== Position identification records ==
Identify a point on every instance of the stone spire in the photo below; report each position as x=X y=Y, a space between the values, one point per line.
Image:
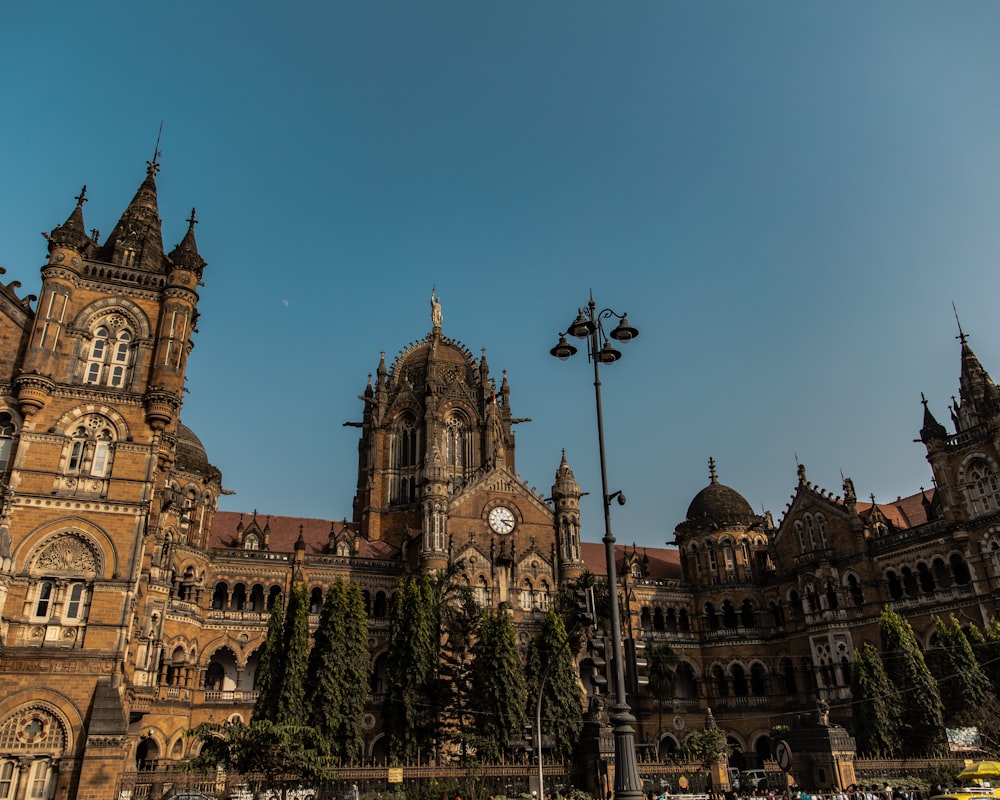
x=976 y=385
x=186 y=253
x=137 y=239
x=932 y=430
x=71 y=233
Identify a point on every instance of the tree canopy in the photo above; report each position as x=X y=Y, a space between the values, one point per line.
x=921 y=718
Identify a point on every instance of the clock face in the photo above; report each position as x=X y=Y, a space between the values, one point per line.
x=501 y=519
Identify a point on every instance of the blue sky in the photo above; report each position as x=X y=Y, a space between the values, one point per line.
x=786 y=198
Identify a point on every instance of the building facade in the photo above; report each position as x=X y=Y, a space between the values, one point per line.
x=132 y=609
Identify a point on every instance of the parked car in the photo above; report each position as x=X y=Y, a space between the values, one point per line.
x=753 y=778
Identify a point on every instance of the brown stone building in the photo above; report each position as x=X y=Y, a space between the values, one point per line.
x=132 y=609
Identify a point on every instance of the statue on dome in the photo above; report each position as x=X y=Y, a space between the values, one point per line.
x=436 y=316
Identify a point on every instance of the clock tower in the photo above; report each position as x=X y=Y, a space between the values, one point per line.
x=437 y=476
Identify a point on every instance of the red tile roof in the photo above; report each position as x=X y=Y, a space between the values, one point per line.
x=905 y=512
x=284 y=532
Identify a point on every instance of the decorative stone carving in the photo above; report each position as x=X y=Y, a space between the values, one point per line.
x=67 y=554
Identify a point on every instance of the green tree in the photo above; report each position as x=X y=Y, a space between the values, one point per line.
x=921 y=717
x=986 y=646
x=705 y=746
x=876 y=717
x=961 y=681
x=273 y=757
x=498 y=688
x=551 y=659
x=411 y=676
x=291 y=705
x=338 y=672
x=662 y=676
x=269 y=667
x=457 y=616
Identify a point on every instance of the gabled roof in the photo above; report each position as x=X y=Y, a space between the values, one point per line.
x=664 y=563
x=284 y=531
x=904 y=512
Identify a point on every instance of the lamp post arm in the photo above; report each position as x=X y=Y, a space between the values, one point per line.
x=628 y=785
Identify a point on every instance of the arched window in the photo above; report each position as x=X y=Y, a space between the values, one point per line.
x=109 y=354
x=960 y=570
x=59 y=600
x=683 y=621
x=719 y=682
x=89 y=453
x=983 y=488
x=482 y=592
x=925 y=578
x=526 y=596
x=381 y=604
x=7 y=429
x=788 y=676
x=728 y=614
x=257 y=597
x=740 y=687
x=757 y=679
x=220 y=597
x=685 y=686
x=457 y=442
x=854 y=589
x=405 y=459
x=832 y=601
x=543 y=596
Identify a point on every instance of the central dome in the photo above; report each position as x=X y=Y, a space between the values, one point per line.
x=718 y=503
x=716 y=506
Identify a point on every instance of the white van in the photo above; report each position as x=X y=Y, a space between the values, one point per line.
x=752 y=778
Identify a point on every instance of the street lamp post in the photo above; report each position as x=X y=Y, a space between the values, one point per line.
x=588 y=325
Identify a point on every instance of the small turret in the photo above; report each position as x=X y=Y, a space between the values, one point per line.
x=932 y=430
x=72 y=234
x=185 y=255
x=566 y=498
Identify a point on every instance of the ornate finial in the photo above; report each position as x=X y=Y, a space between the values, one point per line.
x=961 y=334
x=152 y=167
x=436 y=317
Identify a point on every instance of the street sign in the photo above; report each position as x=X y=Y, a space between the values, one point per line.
x=783 y=755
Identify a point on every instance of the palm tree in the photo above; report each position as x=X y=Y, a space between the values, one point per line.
x=662 y=675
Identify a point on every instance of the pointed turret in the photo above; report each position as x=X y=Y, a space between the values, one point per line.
x=185 y=255
x=932 y=430
x=975 y=382
x=137 y=239
x=566 y=498
x=72 y=234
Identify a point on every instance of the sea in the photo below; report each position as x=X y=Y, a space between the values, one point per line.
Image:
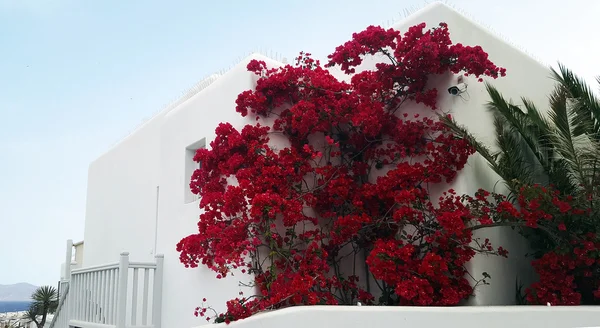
x=8 y=306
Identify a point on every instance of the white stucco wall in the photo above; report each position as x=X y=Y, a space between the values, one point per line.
x=455 y=317
x=122 y=212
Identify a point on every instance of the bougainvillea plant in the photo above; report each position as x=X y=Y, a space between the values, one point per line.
x=339 y=210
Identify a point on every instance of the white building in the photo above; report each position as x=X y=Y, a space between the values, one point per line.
x=138 y=201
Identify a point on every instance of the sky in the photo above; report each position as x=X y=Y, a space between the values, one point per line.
x=76 y=76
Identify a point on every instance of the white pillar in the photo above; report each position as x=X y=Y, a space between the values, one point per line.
x=68 y=259
x=157 y=292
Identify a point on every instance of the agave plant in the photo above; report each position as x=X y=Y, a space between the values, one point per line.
x=559 y=146
x=45 y=301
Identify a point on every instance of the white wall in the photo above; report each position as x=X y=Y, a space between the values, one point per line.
x=191 y=123
x=122 y=185
x=121 y=198
x=409 y=317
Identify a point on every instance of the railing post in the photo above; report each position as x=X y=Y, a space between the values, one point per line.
x=157 y=292
x=122 y=290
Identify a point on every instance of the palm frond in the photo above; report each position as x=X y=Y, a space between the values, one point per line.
x=579 y=152
x=584 y=104
x=531 y=127
x=461 y=132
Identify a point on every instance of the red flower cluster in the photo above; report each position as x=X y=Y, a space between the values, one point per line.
x=569 y=273
x=349 y=189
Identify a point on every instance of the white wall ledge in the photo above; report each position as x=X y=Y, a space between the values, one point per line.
x=404 y=316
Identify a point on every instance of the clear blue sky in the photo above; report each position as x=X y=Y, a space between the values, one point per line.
x=76 y=76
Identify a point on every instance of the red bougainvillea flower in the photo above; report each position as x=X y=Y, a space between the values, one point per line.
x=350 y=188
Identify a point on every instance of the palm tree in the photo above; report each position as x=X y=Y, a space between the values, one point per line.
x=45 y=301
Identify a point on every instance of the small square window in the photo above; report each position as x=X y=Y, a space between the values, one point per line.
x=190 y=167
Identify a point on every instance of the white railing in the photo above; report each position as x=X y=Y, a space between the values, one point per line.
x=61 y=318
x=124 y=294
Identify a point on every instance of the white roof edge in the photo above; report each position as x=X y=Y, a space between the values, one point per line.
x=447 y=5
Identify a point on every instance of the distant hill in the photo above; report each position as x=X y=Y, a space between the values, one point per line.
x=16 y=292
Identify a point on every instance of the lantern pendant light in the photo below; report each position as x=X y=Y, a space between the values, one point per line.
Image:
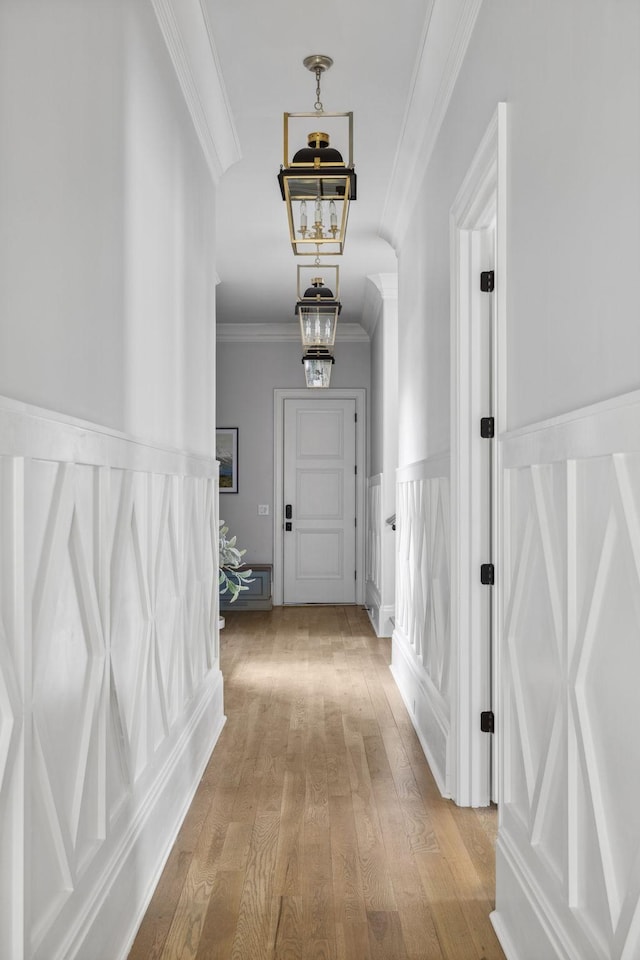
x=317 y=367
x=317 y=306
x=316 y=183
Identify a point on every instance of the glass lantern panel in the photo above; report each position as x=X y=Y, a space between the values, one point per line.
x=317 y=326
x=317 y=372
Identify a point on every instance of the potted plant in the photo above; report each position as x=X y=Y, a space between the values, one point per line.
x=233 y=576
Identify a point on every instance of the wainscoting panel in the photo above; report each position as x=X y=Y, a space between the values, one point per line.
x=110 y=689
x=421 y=661
x=568 y=857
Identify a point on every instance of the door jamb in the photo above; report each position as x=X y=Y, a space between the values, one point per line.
x=480 y=201
x=279 y=396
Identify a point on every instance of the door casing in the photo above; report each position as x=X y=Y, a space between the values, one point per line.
x=479 y=206
x=280 y=395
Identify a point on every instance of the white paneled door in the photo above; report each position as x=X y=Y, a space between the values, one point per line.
x=319 y=500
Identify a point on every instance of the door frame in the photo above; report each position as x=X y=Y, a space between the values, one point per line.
x=480 y=203
x=358 y=394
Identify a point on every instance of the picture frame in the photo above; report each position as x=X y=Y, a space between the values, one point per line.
x=227 y=455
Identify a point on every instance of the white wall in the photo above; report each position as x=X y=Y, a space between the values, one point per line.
x=569 y=75
x=110 y=687
x=381 y=309
x=106 y=224
x=247 y=374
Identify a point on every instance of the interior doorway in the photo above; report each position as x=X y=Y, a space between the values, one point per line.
x=319 y=496
x=319 y=488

== Task prompt ==
Give every line back word for word and leave the pictures out.

== Finished task ==
Identify a point on every instance of the stone spire in the photo below; report each position as x=X y=Y, a space between the values, one point per line.
Image:
x=976 y=385
x=186 y=253
x=137 y=239
x=932 y=430
x=71 y=233
Identify a point on every instance of the tree canopy in the photo above; report each position as x=X y=Y, a space between the values, one point per line.
x=921 y=718
Identify a point on every instance of the clock face in the photo above; report each position as x=X y=Y, a space between the values, one point per line.
x=501 y=519
Identify a point on every instance of the blue sky in the photo above; report each position as x=X y=Y, a space between the values, one point per line.
x=786 y=198
Identify a point on every instance of the building facade in the photo above; report each position as x=X y=Y, a space between the values, one point per line.
x=132 y=609
Identify a point on every instance of the parked car in the photo above; report each position as x=X y=Y, a space between the values, one point per line.
x=753 y=778
Identify a point on every instance of the brown stone building in the photo above; report each position as x=X y=Y, a space between the values, one point per line.
x=132 y=609
Identify a point on every instance of the statue on dome in the photo above; report each position as x=X y=Y, a space between the values, one point per line.
x=436 y=316
Identify a point on every instance of the clock tower in the photo above; report each position as x=X y=Y, a space between the values, one point per line.
x=437 y=476
Identify a point on every instance of the red tile roof in the photo above; report each position as x=X y=Y, a space between the values, one point per line.
x=905 y=512
x=284 y=532
Identify a point on every instance of the decorative stone carving in the photo above; report each position as x=X y=Y, a space between the values, one point per line.
x=67 y=554
Identify a point on every instance of the green tree in the photo above; report each position as x=X y=Y, a space between the values, one point per line.
x=921 y=717
x=986 y=646
x=705 y=746
x=876 y=717
x=961 y=681
x=273 y=757
x=498 y=688
x=551 y=659
x=411 y=676
x=291 y=705
x=338 y=672
x=662 y=676
x=269 y=667
x=457 y=616
Identify a point on every instance of the gabled roof in the photo above; report each position as x=X y=Y, a space between the values, one point per line.
x=664 y=563
x=284 y=531
x=904 y=512
Identify a point on every instance of the lamp post arm in the photo above; report each position as x=X y=Y, a space between the values, one point per line.
x=628 y=785
Identify a point on every instance of the arched window in the photo above; report each position as x=X y=Y, a space between the values, one point per line.
x=109 y=354
x=960 y=570
x=59 y=600
x=683 y=621
x=719 y=682
x=89 y=453
x=983 y=488
x=482 y=592
x=925 y=578
x=526 y=596
x=381 y=604
x=7 y=429
x=788 y=676
x=728 y=614
x=257 y=597
x=740 y=687
x=757 y=679
x=220 y=597
x=685 y=686
x=457 y=442
x=854 y=589
x=405 y=459
x=832 y=601
x=543 y=596
Identify a point on every instance of the central dome in the photo above; report each position as x=X y=Y, a space between the values, one point per line.
x=718 y=503
x=716 y=506
Identify a point on every instance of the white van in the photo above; report each position as x=X y=Y, a space between the values, one point per line.
x=752 y=778
Identify a point on every instance of the street lamp post in the photo above; report each position as x=X y=Y, a space between the values, one point per line.
x=588 y=325
Identify a point on every instance of the small turret in the photo above; report each position as x=X y=Y, a space between the values, one point per line.
x=932 y=430
x=72 y=234
x=185 y=255
x=566 y=498
Identify a point on every instance of the ornate finial in the photo above; report each position as x=X y=Y, a space between the values, one point per line.
x=961 y=334
x=152 y=167
x=436 y=317
Identify a point on every instance of the street sign in the photo above; report each position as x=X y=Y, a space between the values, one point per line.
x=783 y=755
Identify a point on every instance of the palm tree in the photo above; report each position as x=X y=Y, a space between the values, one point per line.
x=662 y=675
Identify a point on every instance of the pointed turret in the photo above; report each position as x=X y=Y, a space between the values, one point per line.
x=185 y=255
x=932 y=430
x=975 y=382
x=137 y=239
x=566 y=498
x=72 y=234
Identify a point on every instance of the sea in the photo below; report each position as x=X y=Y, a space between the values, one point per line.
Image:
x=8 y=306
Identify a point on every instance of the white stucco wall in the photo above; report each position as x=X y=Y, a space between the values, one point per line.
x=455 y=317
x=122 y=212
Identify a point on every instance of the bougainvillea plant in the photo above; report each position as x=X y=Y, a space between the values, one point per line.
x=339 y=210
Identify a point on every instance of the white building in the photo above; report each position as x=X y=Y, a space between the values, one point per line.
x=138 y=201
Identify a point on every instance of the sky in the photo above; report each position as x=X y=Y, a space between the values, one point per line.
x=76 y=76
Identify a point on every instance of the white pillar in the photo above; report each position as x=X y=Y, a space between the values, one point per line.
x=68 y=259
x=157 y=292
Identify a point on every instance of the agave plant in the photo above; report each position as x=X y=Y, a space between the values, one point per line.
x=559 y=146
x=45 y=301
Identify a point on every instance of the white wall in the photo above; report each position as x=X y=Y, a space between the values, one point per line.
x=191 y=123
x=122 y=185
x=121 y=198
x=409 y=317
Identify a point on every instance of the railing post in the photo above; report each position as x=X y=Y, a space between the values, one point per line.
x=157 y=292
x=122 y=290
Identify a point on every instance of the palm frond in the photo above; report each position as x=X y=Y, a space between the values, one point per line.
x=579 y=152
x=584 y=104
x=531 y=127
x=461 y=132
Identify a point on every instance of the red flower cluster in the photo above; report each position as x=X y=Y, a space between the values, one point per line.
x=569 y=273
x=349 y=189
Identify a point on every instance of the white wall ledge in the photo above; report each position as x=X y=Y, a space between the values, one point per line.
x=404 y=316
Identify a point on every instance of the clear blue sky in the photo above; report each position as x=X y=Y, a space between the values, one point per line.
x=76 y=76
Identify a point on every instance of the red bougainvillea flower in the photo above; report each position as x=X y=Y, a space between the values, one point per line.
x=350 y=188
Identify a point on every instance of the palm tree in the photo above; report each position as x=X y=Y, a space between the values, one point per line.
x=45 y=301
Identify a point on every instance of the small square window in the photo above; report each position as x=X y=Y, a space between the values, one point per line.
x=190 y=167
Identify a point on every instance of the white railing in the photo above; report each position as x=X y=Y, a space between the values, one point per line.
x=61 y=318
x=124 y=294
Identify a point on every instance of the white roof edge in the photo above; report each position as x=X y=Y, a space between the values, one point per line.
x=447 y=5
Identify a point on every instance of the distant hill in the photo above; report each position as x=X y=Y, a space between the values, one point per line.
x=16 y=292
Identify a point on every instance of the lantern pendant light in the photo below; report each position as x=X y=Y, a space between the values, one point per line.
Image:
x=317 y=367
x=317 y=306
x=316 y=183
Identify a point on every instance of the glass lantern panel in the photo above; report each position as x=X y=Y, a space between the values, one point per line.
x=317 y=326
x=317 y=372
Identify a point on every instance of the potted plant in the photo above; report each position as x=X y=Y, a space between the values, one point per line.
x=233 y=576
Identify a point on every instance of the wainscoting panel in the photo above; report each position as x=X y=Y, a space between the values, one point per line.
x=110 y=689
x=421 y=661
x=568 y=857
Identify a point on every instance of the door jamb in the photo above; report each position as x=X y=Y, a space between the values, one point per line.
x=480 y=201
x=279 y=396
Identify a point on every instance of the door casing in the photo above; report each position as x=X y=Y, a space between the values, one point per line.
x=479 y=206
x=280 y=395
Identify a point on every instance of the white paneled door in the photo above; report each position as x=X y=Y, a space between the values, one point per line.
x=319 y=500
Identify a point on every instance of the door frame in the photo above; report each position as x=X y=Y, a space between the values, one point per line.
x=480 y=203
x=358 y=394
Identify a point on every instance of the picture frame in the photo above; report each position as x=X y=Y, a space between the values, one point per line.
x=227 y=455
Identify a point on every instance of the white wall in the photo above; report each position as x=X y=Y, a space between the values, one point per line.
x=569 y=75
x=110 y=687
x=381 y=309
x=106 y=224
x=247 y=374
Identify a point on every instance of the interior doorway in the photo above; report each position as x=X y=Y, a space between the values, one point per line.
x=319 y=496
x=319 y=488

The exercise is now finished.